Copy word for word the lines in the items below, starting at the line that contains "Mark one point on each instance of the pink" and ending at the line that contains "[(19, 358), (253, 211), (609, 389)]", with both of those lines included.

═══ Data for processing ═══

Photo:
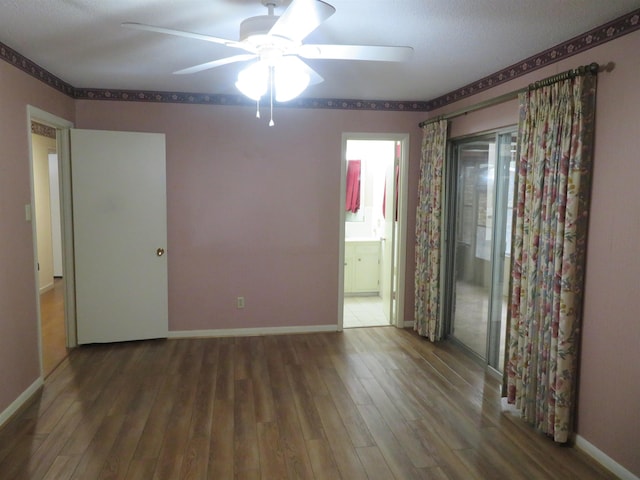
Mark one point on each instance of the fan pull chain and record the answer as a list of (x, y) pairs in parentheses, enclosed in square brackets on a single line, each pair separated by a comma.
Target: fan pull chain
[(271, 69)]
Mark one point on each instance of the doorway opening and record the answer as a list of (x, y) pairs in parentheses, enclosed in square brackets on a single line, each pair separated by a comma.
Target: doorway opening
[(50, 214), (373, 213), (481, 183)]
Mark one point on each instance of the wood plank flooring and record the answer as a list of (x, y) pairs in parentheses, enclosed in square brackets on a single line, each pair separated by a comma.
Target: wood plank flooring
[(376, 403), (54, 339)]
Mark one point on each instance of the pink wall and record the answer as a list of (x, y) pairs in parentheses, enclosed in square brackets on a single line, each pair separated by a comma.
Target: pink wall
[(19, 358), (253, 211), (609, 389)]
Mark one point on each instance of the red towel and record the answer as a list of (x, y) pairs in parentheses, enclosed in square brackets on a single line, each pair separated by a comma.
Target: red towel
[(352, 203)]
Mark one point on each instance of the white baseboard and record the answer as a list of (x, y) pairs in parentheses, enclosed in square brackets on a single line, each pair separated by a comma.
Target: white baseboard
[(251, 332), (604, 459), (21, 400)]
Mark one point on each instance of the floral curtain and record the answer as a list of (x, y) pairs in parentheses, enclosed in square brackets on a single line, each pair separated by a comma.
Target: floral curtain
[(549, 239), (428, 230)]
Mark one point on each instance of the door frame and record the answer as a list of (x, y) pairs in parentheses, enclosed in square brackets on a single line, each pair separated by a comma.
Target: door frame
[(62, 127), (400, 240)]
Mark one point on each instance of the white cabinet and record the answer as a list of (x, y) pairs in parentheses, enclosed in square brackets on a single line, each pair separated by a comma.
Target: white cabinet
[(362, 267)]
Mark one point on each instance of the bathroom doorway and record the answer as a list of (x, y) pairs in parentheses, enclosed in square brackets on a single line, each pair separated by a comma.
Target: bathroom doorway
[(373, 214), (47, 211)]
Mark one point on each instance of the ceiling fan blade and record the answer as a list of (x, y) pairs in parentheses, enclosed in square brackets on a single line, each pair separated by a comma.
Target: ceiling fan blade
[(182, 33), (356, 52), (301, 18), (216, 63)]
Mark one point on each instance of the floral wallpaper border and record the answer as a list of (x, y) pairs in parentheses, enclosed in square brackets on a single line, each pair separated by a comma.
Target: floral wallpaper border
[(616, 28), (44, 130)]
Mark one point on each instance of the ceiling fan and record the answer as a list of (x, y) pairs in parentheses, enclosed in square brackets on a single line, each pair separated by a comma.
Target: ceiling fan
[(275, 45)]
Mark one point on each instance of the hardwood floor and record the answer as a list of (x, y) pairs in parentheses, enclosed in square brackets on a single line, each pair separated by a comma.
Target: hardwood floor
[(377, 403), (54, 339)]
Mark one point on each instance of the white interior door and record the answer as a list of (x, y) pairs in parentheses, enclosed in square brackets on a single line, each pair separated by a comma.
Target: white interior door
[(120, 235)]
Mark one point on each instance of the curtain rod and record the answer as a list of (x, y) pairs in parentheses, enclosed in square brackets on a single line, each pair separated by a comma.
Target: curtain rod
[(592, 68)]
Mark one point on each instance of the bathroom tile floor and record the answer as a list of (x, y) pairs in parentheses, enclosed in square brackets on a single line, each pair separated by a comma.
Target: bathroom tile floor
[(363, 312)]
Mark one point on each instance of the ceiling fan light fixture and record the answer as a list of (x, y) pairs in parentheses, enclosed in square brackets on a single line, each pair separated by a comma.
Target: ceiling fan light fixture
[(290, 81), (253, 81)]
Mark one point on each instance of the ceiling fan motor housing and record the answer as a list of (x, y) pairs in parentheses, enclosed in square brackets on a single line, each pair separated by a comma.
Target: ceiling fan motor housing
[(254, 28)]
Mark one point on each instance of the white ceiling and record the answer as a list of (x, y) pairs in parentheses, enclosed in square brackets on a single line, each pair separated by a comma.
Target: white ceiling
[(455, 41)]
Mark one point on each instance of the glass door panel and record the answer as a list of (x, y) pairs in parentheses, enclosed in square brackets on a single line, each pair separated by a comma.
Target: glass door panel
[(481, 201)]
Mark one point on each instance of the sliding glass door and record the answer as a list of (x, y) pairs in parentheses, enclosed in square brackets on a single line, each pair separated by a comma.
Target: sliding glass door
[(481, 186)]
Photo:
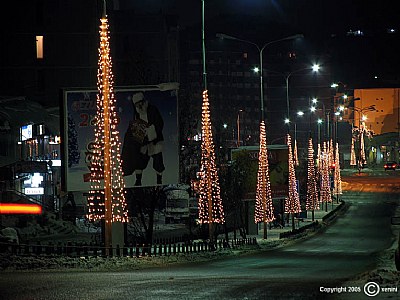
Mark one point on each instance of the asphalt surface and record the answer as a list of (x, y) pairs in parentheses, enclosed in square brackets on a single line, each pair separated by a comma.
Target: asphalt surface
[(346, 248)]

═══

-- Solution --
Mark one point on each instance of the pink wall and record the answer as a list of (x, y) pairs in parentheses, enclosed in square brackets on a single line, each pair separated by a comma.
Target: pink wall
[(19, 358), (253, 211), (609, 389)]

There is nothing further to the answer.